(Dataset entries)
--- --- ---

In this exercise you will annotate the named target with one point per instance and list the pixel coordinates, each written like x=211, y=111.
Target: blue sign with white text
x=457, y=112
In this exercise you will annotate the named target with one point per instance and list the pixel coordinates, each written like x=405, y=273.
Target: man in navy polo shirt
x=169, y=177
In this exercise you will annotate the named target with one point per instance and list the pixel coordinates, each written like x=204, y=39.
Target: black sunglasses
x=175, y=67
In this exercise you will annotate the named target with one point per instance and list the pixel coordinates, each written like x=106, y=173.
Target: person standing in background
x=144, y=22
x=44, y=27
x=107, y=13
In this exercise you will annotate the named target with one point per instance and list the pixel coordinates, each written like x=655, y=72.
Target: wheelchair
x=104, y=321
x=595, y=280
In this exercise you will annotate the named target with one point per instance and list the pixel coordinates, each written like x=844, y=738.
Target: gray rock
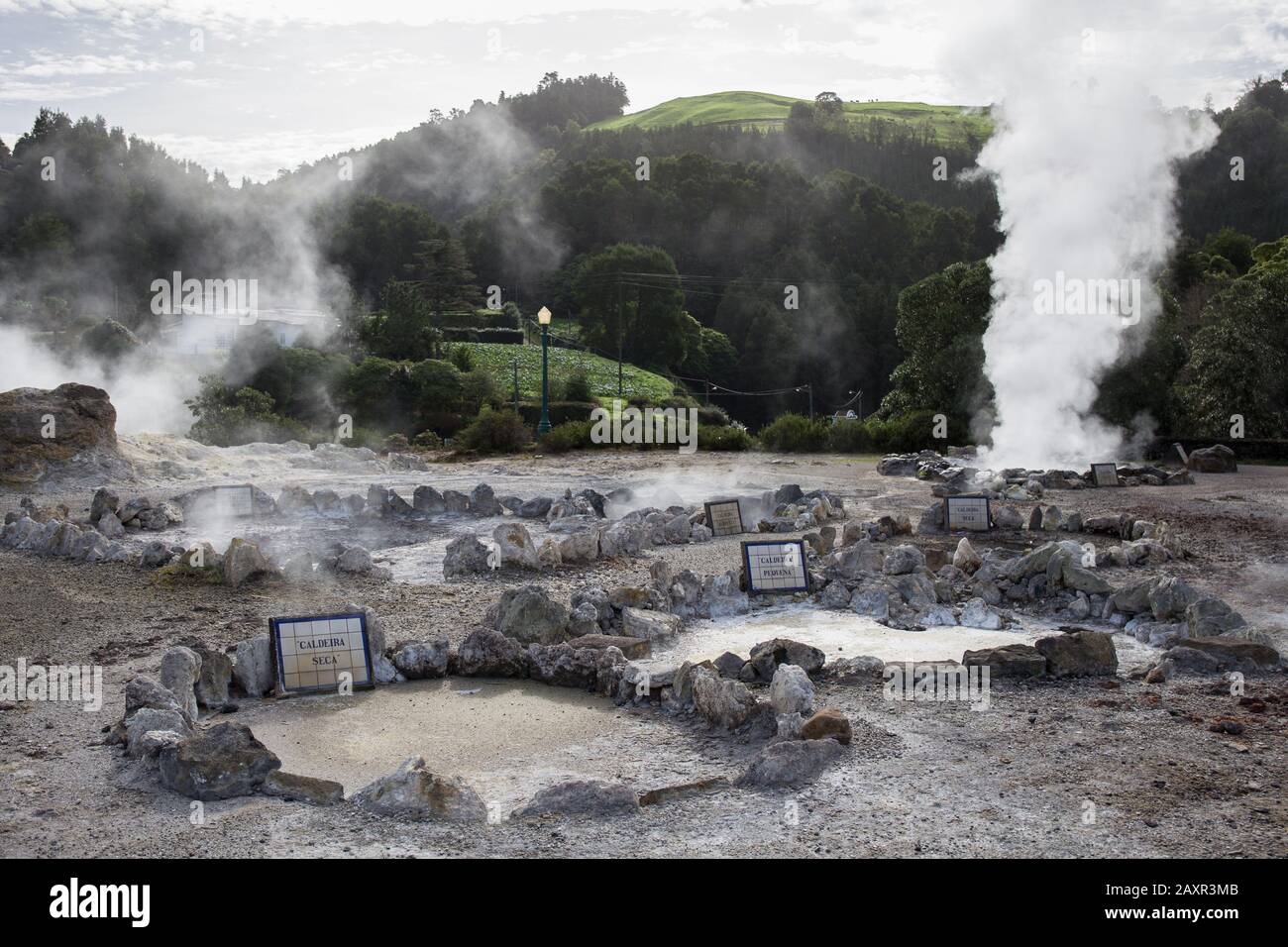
x=978, y=613
x=413, y=792
x=903, y=560
x=428, y=500
x=104, y=501
x=529, y=616
x=149, y=720
x=355, y=561
x=1008, y=661
x=791, y=690
x=791, y=763
x=583, y=797
x=217, y=673
x=536, y=508
x=253, y=669
x=465, y=556
x=722, y=702
x=488, y=654
x=639, y=622
x=301, y=789
x=515, y=544
x=1211, y=616
x=244, y=562
x=767, y=656
x=1078, y=654
x=180, y=669
x=220, y=763
x=420, y=660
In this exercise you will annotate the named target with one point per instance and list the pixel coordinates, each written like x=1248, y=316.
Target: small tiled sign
x=724, y=518
x=313, y=652
x=776, y=567
x=966, y=513
x=1106, y=474
x=233, y=501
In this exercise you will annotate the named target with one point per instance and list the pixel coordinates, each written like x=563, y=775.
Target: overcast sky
x=254, y=85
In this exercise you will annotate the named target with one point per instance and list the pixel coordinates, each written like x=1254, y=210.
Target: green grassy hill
x=498, y=360
x=765, y=110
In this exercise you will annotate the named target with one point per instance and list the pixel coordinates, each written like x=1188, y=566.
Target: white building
x=201, y=333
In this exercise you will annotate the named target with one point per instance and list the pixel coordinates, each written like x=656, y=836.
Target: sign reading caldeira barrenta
x=776, y=567
x=322, y=652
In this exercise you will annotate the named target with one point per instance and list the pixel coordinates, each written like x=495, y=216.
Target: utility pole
x=618, y=337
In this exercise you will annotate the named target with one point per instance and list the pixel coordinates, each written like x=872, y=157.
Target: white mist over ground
x=147, y=395
x=1082, y=158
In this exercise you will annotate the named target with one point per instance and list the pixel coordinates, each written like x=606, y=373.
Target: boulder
x=903, y=560
x=413, y=792
x=1008, y=661
x=180, y=669
x=220, y=763
x=1078, y=654
x=631, y=648
x=253, y=668
x=583, y=797
x=488, y=654
x=1216, y=459
x=301, y=789
x=217, y=672
x=791, y=690
x=104, y=501
x=529, y=616
x=149, y=720
x=767, y=656
x=1232, y=652
x=828, y=723
x=515, y=544
x=536, y=508
x=244, y=562
x=722, y=702
x=978, y=613
x=421, y=660
x=465, y=556
x=355, y=561
x=428, y=500
x=1211, y=616
x=84, y=423
x=791, y=763
x=648, y=624
x=1170, y=598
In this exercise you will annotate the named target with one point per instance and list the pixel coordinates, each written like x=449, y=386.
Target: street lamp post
x=544, y=318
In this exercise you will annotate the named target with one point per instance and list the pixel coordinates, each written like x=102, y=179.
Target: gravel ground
x=1078, y=768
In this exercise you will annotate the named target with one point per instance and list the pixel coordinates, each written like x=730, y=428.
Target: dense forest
x=823, y=253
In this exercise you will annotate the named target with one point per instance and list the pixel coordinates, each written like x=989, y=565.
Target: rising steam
x=1083, y=159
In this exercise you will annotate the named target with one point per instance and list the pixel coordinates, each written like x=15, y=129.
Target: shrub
x=794, y=434
x=729, y=437
x=849, y=437
x=578, y=386
x=712, y=415
x=570, y=436
x=426, y=441
x=494, y=432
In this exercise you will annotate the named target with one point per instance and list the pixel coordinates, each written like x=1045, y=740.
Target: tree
x=443, y=277
x=629, y=300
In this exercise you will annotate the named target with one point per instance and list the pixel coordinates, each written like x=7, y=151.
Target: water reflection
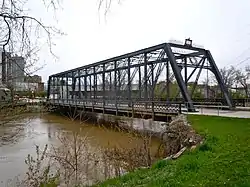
x=40, y=130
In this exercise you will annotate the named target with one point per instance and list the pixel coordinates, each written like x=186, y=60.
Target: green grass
x=223, y=159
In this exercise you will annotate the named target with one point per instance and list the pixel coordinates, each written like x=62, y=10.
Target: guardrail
x=132, y=106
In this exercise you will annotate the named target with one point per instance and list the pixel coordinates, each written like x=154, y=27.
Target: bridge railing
x=154, y=106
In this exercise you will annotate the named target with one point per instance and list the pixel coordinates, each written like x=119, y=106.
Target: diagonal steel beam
x=179, y=78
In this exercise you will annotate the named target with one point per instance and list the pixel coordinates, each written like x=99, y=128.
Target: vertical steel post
x=168, y=81
x=221, y=83
x=62, y=83
x=85, y=85
x=53, y=87
x=48, y=90
x=129, y=83
x=152, y=92
x=139, y=81
x=67, y=89
x=90, y=88
x=145, y=80
x=103, y=86
x=185, y=64
x=73, y=85
x=179, y=78
x=115, y=87
x=79, y=85
x=4, y=67
x=110, y=85
x=95, y=86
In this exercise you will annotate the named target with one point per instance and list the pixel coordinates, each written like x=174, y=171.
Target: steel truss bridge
x=138, y=82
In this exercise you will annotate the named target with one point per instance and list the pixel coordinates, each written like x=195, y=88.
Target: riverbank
x=223, y=159
x=20, y=136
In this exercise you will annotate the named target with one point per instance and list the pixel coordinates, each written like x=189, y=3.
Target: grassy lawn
x=223, y=160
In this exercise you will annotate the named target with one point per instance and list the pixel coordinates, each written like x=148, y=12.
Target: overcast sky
x=222, y=26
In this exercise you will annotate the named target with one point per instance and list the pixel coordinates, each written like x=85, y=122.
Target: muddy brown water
x=18, y=139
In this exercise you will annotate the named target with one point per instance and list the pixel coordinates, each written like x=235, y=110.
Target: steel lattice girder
x=113, y=77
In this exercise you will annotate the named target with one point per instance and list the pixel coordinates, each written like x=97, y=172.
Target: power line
x=248, y=58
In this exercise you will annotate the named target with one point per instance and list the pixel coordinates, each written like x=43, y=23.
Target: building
x=33, y=79
x=15, y=69
x=12, y=70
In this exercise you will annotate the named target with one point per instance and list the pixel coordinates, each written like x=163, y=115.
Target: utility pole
x=3, y=67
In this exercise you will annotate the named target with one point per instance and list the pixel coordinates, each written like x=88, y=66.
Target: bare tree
x=23, y=34
x=242, y=78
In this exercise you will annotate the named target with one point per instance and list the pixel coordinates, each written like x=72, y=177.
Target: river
x=19, y=138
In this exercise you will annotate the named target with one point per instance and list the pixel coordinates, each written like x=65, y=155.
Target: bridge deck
x=151, y=108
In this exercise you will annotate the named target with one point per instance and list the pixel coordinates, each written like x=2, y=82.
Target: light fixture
x=188, y=42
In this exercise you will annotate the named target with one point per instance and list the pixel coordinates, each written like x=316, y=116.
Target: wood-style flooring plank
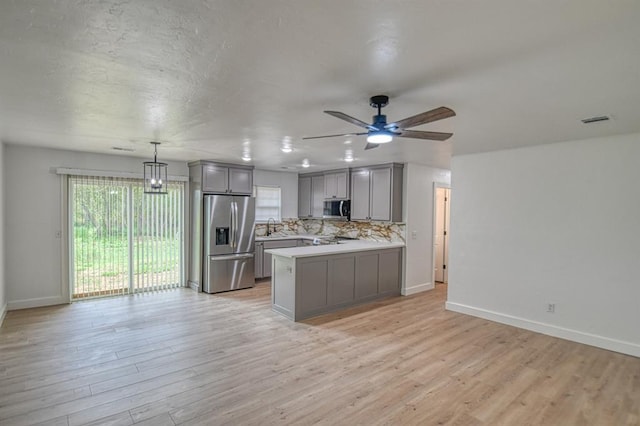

--- --- ---

#### [EXERCISE AIM]
Copy the listing from its first line through the line containing "x=169, y=177", keeping the requests. Multiply each answer coordinate by 0.35 and round to whole numbers, with halves rounding up, and write out only those lines.

#### [REPLY]
In this exercise you will annotate the named target with one point per instance and list the pixel coordinates, each written like x=211, y=111.
Target: blue sign with white text
x=160, y=39
In this exercise you will annotate the named target with one point per instance and list the pixel coordinates, each written like x=405, y=273.
Target: man in navy polo shirt
x=59, y=62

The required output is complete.